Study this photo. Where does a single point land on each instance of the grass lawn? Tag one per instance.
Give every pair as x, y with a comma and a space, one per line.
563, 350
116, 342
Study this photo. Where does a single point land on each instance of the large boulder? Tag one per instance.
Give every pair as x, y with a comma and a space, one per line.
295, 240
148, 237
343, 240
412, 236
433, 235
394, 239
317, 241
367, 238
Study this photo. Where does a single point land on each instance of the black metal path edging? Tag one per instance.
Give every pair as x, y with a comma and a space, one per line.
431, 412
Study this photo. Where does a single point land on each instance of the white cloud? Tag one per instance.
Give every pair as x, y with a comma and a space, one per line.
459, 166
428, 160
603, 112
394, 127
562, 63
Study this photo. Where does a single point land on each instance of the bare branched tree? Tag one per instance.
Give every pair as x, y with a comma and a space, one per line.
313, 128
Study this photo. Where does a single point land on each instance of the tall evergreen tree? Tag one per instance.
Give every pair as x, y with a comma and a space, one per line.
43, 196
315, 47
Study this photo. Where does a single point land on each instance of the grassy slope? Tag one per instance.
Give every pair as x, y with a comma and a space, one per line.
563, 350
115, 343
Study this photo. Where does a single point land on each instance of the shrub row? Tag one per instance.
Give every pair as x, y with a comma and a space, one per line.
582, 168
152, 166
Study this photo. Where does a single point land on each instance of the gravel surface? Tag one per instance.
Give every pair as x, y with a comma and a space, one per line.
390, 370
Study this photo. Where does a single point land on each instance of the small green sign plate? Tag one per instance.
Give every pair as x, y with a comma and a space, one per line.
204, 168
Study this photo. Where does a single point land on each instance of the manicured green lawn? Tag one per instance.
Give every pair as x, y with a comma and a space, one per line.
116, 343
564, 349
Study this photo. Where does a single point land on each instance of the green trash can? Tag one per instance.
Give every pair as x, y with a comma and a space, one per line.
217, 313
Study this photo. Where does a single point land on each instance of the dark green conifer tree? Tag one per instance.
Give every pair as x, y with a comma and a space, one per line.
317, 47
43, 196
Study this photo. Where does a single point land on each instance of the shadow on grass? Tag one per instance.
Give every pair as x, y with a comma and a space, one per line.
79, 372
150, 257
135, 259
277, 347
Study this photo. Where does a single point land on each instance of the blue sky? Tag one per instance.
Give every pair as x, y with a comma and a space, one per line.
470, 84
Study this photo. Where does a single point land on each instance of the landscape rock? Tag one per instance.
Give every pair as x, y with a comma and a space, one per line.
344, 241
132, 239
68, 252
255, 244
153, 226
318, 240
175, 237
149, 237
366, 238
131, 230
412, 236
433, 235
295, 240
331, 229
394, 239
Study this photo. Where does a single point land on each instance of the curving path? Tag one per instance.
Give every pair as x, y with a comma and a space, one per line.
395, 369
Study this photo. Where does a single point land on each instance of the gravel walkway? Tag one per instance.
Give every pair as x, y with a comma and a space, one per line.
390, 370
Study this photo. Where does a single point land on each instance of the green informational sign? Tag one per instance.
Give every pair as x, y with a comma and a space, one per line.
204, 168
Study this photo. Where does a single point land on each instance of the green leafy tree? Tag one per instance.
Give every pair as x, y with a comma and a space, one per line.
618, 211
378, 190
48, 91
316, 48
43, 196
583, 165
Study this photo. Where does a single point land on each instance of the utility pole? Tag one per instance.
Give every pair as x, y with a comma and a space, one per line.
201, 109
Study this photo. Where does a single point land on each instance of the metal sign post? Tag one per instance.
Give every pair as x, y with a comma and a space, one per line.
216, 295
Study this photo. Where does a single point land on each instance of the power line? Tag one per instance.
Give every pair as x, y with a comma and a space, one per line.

• _WHAT IS EXPECTED_
Reproduce every entry above word for word, line by line, with nothing changed.

• _OUTPUT OF THE TASK_
Study this photo. Where does a single point land on each instance of the grass lawn? Tag one per instance.
Give every pair as x, y with a comma and a space, one per line.
563, 350
116, 342
Study this photo. Where does a single point land on each instance of the large boulder? Tag one per instance.
Give every pair as x, y with a comma and a space, one per line.
295, 240
148, 237
343, 240
412, 236
433, 235
394, 239
317, 241
367, 238
Study this photo. Where does a single point land on each instance of the black metal path edging? Tag one per instance.
Give every pair as x, y with a comma and a space, one per line.
431, 412
Study this photo. Where does a single point land on each instance of the white cloud? Tag one per instance.
Give every pair as x, y with a comma and a space, one per line.
459, 166
428, 160
603, 112
394, 127
562, 63
Study this photo. Where does a single point land on each instance of the bare branched tree? Tag one per instance.
Give every pair as x, y with a comma and a space, one per line.
313, 128
Study this photo. Where does a single point land on each instance of the tall evergreen tree? Tag one per instance.
Give every pair as x, y with a comma and a space, one per line.
43, 196
315, 47
Study this photo. Where does a single point land on each instance of the grassy slope? Tag one per instance.
Give every pair as x, y with a comma and a space, one per line.
563, 350
115, 343
Study this photo. Where does a single point land on each instance of the shrub row? Tag one per instance.
Give every pair as x, y with a comma and a space, one per line.
582, 168
152, 166
Study this photo. Where does a single point land on each instance of the gravel surface? Tag one per instance.
Give every pair as x, y with a comma and a space, one per line.
390, 370
Study this photo. Where does a single point land on each instance of the small green sign plate? Tag one per instance.
Give every pair as x, y with a comma and a space, one per line.
204, 168
Study this photo. Where does a single point land on each instance of the manicured green lawn? Tag one per instance.
Give every pair as x, y with a comma and a space, one per line.
116, 343
564, 349
Study this photo. Where does a single point land on each instance of the green trash can? Tag one per instance.
Give every pair as x, y with a comma and a space, one per line.
217, 313
Study this photo. Where does a single point land on each instance of the dark green conifer tree? Tag one per instance.
Give every pair as x, y with a comma and a space, one per line.
317, 47
43, 196
Study this photo. Where does a single point land on each instance of the shadow on grass? Tag one per instance.
Give every pair as x, y with a comma and a space, one per line.
79, 372
150, 257
135, 259
277, 347
Study this photo. Where does a single point land on each instance of the blue sky? Tag one per instance.
Give every pair as x, y with a comma and a space, one per line.
470, 84
Study this photo. Where does a single point land on each instance of the landscape rock? Tag one per instance.
Give every pair as x, y with a comma and a space, one per line.
344, 241
132, 239
68, 252
255, 244
153, 226
318, 240
175, 237
149, 237
366, 238
131, 230
412, 236
433, 235
295, 240
331, 229
394, 239
Study this photo. Where does a single point land on each instance of the curving path? Tag one per instance.
Give every pair as x, y with a comma and a space, one per line.
395, 369
Study this photo. Where does a single point land on each instance of the gravel walkway? Tag one per instance.
Give every pair as x, y with a comma and a space, one per line.
390, 370
Study this photo. Where does a single point land on each instance of the green informational sign? Tag one per instance.
Give every pair as x, y with a comma and a space, one per line.
204, 168
Study this photo. Where does a single point land on each instance of the green leafy tree? Tag one per instance.
Give every pair as x, y with a comma and a space, one per line.
618, 211
378, 190
48, 91
316, 48
43, 196
583, 165
Study this photo. Where does a single point land on each instance of the utility pole? Tag one per instance.
Give every pair as x, y with a comma and a space, one per line.
201, 109
Study this photo. Where does a single point land on each instance of the metal sign post? Tag one per instance.
Give every pair as x, y with a comma and a space, one per line.
216, 295
Study this photo. Where does a single point land on each instance of the power line? Tag one per instance.
Give every pair as x, y with a comma and a space, one per line.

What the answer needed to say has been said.